● **TRY IT**
Each line of the data below that includes the string "zebra" must be copied.
#####
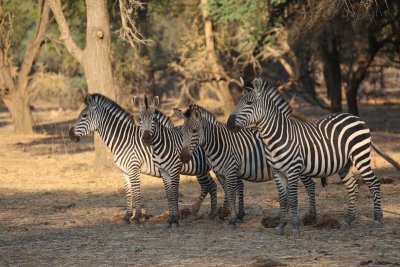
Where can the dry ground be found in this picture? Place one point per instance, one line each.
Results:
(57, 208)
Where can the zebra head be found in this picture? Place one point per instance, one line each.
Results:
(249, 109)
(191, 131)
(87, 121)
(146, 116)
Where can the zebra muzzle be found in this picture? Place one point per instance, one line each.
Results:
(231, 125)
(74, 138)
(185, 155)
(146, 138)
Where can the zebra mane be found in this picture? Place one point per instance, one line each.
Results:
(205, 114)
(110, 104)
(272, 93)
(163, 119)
#####
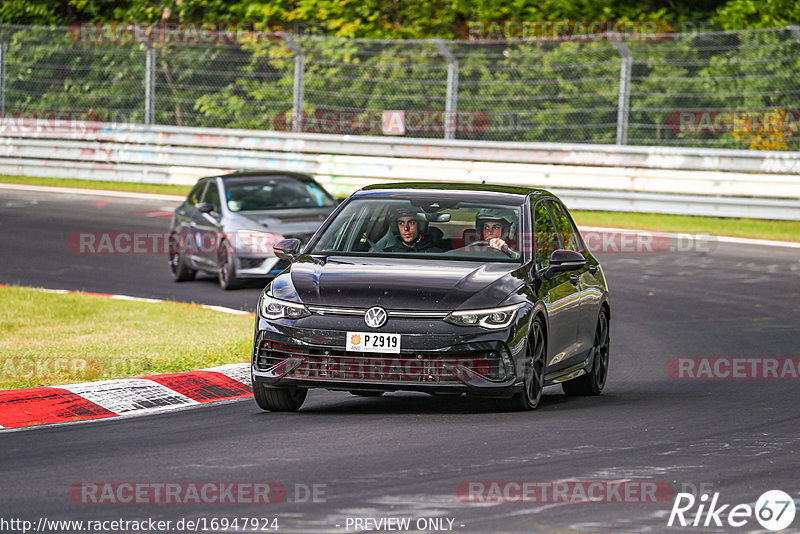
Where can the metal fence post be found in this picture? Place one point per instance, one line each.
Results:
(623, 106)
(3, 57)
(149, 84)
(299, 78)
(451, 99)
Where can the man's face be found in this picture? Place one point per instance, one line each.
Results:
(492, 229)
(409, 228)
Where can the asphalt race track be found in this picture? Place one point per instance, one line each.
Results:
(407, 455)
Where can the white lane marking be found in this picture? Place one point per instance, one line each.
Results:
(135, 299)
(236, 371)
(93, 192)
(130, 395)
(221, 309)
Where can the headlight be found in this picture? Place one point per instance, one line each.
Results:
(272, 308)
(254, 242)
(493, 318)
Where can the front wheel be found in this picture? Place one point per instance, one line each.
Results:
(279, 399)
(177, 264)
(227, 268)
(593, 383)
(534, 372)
#####
● **EXPECTED ANSWER**
Where can the zebra head be found in this picture? Place one point per instance, one line each.
Where can the zebra muzzle be found in this picture? Place one point per instance, one line each.
Where can the zebra mane be found in this picture? Place one point per instance, one line each.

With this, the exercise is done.